■ **Entries supplied**:
*** Block opens ***
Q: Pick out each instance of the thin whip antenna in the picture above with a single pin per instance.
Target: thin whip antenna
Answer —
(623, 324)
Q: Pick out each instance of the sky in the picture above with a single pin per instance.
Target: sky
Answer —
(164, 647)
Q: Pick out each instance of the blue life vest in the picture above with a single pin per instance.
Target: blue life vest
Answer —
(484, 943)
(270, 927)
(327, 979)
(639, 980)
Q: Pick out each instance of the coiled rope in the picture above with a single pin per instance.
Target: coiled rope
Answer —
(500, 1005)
*** Block closes ***
*** Block opens ***
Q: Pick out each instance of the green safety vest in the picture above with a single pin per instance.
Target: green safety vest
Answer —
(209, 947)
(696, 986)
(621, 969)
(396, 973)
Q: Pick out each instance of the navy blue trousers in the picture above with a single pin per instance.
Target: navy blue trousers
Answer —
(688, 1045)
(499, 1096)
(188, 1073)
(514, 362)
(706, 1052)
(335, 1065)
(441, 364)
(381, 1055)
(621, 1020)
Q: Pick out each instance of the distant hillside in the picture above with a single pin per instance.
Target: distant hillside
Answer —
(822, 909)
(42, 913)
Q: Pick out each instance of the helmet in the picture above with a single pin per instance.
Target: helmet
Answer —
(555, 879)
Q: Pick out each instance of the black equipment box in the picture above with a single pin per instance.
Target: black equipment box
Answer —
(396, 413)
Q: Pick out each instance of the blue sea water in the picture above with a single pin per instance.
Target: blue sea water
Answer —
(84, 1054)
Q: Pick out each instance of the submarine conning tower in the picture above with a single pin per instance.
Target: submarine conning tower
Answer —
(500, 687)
*** Block closes ***
■ **Task item**: Select every line of the records holding the string "green".

■ **Completed task**:
Q: Pick out each instance of the green safety vest in the picture above with a single pin per instance.
Target: green safety vest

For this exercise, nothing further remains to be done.